§ Source extract
I can agree on the repairs but I'm not sure why people love deluding themselves. 

Any landlord that's going to stay in the rental business in the long run is going to be including the property taxes in their rent. So yes, there isn't a yearly (or a couple of times a year) charge for the property taxes and yes, the rent not go up by the same amount as the property taxes but sooner or later, it is included.


Cheers


----------



## carverman (Nov 8, 2010)

Eclectic12 said:


> I can agree on the repairs but I'm not sure why people love deluding themselves.
> 
> Any landlord that's going to stay in the rental business in the long run is going to be including the property taxes in their rent. So yes, there isn't a yearly (or a couple of times a year) charge for the property taxes and yes, the rent not go up by the same amount as the property taxes but sooner or later, it is included.


Interesting discussion. It's not the property tax instalments, that can be easily calculated into the rent.
The problem with renting, especially if the landlord is out of town (as in a new job), is that it could get quite expensive to have things repaired at the house if you end up with bad tenants.

§ Coordinate annotation entries

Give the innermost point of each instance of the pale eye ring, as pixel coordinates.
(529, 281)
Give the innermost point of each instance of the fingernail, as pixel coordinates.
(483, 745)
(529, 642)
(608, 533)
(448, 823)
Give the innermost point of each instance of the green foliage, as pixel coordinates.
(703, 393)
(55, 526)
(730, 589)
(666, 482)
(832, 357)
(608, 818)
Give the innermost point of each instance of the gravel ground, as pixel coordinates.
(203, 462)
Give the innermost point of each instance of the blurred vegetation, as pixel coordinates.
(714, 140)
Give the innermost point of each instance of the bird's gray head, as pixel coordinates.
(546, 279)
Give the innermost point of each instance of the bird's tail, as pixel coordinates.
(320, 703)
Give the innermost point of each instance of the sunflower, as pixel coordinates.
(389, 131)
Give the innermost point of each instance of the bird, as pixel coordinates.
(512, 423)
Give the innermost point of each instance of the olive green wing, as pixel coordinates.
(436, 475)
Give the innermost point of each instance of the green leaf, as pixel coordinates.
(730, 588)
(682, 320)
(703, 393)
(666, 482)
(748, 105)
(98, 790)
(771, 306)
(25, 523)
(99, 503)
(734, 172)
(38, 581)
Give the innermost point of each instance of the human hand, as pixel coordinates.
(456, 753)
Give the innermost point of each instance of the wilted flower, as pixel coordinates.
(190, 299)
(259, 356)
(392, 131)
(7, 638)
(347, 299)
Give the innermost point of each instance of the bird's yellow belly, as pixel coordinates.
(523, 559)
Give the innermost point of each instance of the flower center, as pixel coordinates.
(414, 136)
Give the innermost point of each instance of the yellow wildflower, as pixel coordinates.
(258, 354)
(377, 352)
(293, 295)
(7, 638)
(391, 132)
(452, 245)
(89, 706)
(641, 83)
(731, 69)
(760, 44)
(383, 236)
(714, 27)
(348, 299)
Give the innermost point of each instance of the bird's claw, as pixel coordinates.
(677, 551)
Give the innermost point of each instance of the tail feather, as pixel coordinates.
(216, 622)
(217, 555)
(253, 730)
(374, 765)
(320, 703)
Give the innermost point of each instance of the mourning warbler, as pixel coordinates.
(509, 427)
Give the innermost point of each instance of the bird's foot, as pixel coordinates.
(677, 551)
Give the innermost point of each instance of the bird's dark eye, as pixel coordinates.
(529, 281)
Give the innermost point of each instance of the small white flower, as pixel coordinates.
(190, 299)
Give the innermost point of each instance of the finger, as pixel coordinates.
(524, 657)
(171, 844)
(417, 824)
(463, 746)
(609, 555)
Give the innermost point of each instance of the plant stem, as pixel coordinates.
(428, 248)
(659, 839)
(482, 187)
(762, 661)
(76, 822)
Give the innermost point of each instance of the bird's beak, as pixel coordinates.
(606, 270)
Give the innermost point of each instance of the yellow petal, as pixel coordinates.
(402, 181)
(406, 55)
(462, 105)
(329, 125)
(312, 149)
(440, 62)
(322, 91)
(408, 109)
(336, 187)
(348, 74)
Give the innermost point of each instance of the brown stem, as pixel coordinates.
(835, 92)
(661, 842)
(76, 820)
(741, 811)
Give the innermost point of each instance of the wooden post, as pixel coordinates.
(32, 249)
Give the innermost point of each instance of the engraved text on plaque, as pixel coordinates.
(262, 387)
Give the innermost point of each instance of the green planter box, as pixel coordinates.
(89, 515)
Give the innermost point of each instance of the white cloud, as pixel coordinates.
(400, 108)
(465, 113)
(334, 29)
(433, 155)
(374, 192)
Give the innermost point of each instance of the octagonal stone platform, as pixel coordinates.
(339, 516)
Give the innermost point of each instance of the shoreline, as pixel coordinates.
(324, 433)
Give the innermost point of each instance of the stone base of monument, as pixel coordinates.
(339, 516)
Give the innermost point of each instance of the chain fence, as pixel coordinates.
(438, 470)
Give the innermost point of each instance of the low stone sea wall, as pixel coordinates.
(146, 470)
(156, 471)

§ Work to complete
1. In the forum thread on renting, what does Eclectic12 say any landlord staying in the rental business in the long run will include in the rent?
2. Carry on the forum thread on renting, picking up after the last sentence of carverman's post.
This material has nothing to do with the forum thread on renting.

§ Written responses
1. The property taxes.

2.
Even with tenant references and a lease, one never knows what can happen during that lease.
Rent checks can bounce, tenants can cause some kind of damage and the last months rent...will that be used to pay the mortgage or spend it on repairs/painting/tidy up of the premises to
rent it out again. Maybe hiring a property manager to look after the premises if one plans to become an "absentee landlord".


----------



## peterk (May 16, 2010)

Eclectic12 said:


> Any landlord that's going to stay in the rental business in the long run is going to be including the property taxes in their rent. So yes, there isn't a yearly (or a couple of times a year) charge for the property taxes and yes, the rent not go up by the same amount as the property taxes but sooner or later, it is included.
> 
> 
> Cheers


I don't understand the point of this comment, and it comes up every time the rent vs buy discussion does. What does the property tax, or any other expense, being "included" in the rent have anything to do with anything? I think the point of this comment is to try and convince the reader that the landlord wouldn't be landlording if he couldn't pass the taxes (and all other expenses) onto the renter?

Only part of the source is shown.